Output the data below verbatim, reproducing every line without alteration.

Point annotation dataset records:
++++
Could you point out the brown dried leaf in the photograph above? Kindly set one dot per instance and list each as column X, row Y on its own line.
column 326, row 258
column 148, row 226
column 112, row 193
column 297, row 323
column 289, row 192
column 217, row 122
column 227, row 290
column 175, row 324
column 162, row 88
++++
▶ **TASK SOLUTION**:
Could you point out the brown dried leaf in the photograph above? Kindly set one dot per instance and list each as column X, row Y on its own line.
column 326, row 258
column 148, row 226
column 112, row 193
column 297, row 323
column 289, row 192
column 217, row 122
column 227, row 290
column 175, row 324
column 162, row 88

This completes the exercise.